#### [What you need to do]
Entries follow. Return each line that contains the word "target".

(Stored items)

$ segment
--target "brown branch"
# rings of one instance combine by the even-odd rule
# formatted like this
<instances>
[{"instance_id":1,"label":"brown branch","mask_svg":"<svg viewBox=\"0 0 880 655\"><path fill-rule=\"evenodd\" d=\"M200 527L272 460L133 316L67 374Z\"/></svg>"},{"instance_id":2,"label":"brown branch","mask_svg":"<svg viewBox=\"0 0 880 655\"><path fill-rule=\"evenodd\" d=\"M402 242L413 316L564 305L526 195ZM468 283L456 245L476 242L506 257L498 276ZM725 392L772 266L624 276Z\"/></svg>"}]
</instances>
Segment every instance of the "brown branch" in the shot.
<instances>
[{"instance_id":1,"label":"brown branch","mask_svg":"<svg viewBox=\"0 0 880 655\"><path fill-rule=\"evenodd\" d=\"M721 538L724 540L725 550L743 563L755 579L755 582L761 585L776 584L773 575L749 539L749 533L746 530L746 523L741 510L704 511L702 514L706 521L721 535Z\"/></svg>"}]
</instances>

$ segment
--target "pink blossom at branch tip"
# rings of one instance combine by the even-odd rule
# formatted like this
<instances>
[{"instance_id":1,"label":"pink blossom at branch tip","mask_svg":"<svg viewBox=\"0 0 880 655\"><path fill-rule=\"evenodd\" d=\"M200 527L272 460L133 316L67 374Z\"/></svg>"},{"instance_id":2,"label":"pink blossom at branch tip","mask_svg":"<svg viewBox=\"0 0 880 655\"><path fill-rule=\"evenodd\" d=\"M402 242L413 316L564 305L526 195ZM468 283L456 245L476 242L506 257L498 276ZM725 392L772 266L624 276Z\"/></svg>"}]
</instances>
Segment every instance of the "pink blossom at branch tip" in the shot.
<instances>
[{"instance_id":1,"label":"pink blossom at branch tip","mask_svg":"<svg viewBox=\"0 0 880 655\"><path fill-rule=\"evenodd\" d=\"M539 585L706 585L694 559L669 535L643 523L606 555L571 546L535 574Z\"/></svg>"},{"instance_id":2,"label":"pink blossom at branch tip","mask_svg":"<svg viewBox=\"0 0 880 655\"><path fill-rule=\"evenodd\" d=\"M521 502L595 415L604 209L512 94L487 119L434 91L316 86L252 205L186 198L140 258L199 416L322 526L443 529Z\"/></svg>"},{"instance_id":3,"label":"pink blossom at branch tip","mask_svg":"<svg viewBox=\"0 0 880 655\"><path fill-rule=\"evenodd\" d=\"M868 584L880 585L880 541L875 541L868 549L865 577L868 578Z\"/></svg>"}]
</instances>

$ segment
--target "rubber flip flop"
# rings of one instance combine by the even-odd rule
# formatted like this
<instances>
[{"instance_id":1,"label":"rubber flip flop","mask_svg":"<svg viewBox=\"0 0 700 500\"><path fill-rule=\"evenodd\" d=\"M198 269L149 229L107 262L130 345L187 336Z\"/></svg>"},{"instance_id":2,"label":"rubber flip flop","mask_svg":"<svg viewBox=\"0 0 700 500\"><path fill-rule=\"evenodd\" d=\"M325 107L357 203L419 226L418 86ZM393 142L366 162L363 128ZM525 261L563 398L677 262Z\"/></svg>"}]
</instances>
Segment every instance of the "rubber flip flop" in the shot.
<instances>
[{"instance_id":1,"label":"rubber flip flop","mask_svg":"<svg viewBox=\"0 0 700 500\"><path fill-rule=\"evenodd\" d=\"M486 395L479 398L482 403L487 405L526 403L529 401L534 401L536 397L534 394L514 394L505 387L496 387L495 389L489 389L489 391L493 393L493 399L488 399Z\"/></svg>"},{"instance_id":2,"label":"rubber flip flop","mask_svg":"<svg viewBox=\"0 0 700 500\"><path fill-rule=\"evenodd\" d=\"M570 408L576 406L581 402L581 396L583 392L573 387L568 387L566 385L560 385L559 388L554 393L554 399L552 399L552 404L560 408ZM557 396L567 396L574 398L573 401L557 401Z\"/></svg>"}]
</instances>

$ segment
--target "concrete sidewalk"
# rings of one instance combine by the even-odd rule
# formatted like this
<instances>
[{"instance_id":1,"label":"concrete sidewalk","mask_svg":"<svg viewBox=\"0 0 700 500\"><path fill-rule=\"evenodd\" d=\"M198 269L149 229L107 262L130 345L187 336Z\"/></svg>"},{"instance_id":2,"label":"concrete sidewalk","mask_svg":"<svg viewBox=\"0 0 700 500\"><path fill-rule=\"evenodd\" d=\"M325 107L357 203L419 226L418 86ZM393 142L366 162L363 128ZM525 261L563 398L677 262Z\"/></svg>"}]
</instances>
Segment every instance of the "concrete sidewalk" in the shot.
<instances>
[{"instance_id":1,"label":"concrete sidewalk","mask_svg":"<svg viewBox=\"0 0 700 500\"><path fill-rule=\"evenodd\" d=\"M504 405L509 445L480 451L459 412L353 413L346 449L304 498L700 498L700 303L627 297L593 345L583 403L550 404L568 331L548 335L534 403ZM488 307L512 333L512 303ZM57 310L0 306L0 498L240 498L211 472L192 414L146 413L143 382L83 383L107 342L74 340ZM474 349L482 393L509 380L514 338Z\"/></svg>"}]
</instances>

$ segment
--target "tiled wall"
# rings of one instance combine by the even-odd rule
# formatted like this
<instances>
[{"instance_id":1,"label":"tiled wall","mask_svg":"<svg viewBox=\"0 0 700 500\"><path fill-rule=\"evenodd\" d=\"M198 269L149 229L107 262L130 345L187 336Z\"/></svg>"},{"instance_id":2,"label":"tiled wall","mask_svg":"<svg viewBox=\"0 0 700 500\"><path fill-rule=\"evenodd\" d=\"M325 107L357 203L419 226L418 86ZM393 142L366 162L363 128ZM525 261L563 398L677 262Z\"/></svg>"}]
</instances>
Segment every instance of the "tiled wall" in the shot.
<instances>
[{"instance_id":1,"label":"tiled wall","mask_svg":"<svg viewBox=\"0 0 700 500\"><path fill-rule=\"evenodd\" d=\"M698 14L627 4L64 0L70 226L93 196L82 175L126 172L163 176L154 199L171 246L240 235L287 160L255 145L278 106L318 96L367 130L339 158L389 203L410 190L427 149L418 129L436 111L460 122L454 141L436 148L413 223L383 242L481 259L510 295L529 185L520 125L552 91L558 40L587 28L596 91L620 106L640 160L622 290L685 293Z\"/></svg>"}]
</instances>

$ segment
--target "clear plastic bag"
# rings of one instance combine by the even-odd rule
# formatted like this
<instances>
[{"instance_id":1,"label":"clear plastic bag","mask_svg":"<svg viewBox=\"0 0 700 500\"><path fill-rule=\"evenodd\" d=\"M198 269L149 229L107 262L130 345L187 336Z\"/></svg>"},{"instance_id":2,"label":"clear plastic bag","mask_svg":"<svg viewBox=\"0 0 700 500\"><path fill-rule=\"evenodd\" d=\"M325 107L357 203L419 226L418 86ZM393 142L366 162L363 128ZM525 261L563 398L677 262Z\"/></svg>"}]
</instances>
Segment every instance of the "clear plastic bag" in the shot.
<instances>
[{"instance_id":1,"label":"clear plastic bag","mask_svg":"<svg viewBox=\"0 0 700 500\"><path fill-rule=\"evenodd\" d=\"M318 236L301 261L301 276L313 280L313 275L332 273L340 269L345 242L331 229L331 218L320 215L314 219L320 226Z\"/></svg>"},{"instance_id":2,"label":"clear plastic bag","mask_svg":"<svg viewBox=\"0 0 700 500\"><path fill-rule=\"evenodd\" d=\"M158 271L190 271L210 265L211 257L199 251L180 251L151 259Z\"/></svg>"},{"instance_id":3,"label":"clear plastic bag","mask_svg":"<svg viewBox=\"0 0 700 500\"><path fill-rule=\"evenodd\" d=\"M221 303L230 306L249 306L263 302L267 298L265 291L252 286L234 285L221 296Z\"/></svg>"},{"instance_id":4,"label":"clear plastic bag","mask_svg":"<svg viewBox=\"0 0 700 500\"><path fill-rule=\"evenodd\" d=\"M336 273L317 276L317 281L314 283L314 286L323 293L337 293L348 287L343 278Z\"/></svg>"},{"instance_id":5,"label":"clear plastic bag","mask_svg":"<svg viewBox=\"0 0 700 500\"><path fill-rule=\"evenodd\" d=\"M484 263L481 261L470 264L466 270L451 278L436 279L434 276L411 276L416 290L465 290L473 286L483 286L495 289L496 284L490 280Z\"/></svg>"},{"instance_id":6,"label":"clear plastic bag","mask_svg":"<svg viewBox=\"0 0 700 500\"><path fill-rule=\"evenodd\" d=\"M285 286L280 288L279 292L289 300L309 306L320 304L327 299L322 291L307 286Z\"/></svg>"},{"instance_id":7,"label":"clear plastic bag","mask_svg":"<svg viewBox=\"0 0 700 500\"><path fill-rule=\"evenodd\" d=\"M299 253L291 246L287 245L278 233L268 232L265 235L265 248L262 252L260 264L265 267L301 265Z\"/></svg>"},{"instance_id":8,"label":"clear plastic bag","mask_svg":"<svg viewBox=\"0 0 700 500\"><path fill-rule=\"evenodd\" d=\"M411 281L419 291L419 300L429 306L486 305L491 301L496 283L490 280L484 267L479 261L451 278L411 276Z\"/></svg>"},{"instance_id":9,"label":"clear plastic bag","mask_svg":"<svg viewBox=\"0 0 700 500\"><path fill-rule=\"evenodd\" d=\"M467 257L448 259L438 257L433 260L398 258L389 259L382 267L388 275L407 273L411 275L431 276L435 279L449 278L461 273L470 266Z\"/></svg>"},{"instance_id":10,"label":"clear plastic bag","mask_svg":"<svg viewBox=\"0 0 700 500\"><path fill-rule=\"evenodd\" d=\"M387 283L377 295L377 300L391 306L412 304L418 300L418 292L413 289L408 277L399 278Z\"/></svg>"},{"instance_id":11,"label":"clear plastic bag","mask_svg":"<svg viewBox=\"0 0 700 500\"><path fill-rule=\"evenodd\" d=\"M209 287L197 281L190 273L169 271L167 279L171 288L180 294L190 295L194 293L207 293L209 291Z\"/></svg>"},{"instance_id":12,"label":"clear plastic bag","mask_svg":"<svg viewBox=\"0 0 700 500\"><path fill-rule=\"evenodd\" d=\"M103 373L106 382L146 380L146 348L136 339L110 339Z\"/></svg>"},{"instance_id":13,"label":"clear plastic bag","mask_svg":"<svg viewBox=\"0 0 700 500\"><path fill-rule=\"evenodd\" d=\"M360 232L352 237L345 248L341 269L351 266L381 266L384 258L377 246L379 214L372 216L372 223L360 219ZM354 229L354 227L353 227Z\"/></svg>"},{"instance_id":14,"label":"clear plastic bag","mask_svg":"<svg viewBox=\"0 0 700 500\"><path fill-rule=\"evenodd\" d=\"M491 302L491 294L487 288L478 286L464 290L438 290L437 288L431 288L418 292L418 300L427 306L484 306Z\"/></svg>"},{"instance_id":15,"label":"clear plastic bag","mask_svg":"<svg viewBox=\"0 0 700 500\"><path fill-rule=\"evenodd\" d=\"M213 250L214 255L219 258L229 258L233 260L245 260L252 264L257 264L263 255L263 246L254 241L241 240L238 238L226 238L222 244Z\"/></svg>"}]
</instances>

#### [Solution]
--target "brown branch"
--target "pink blossom at branch tip"
--target "rubber flip flop"
--target "concrete sidewalk"
--target "tiled wall"
--target "clear plastic bag"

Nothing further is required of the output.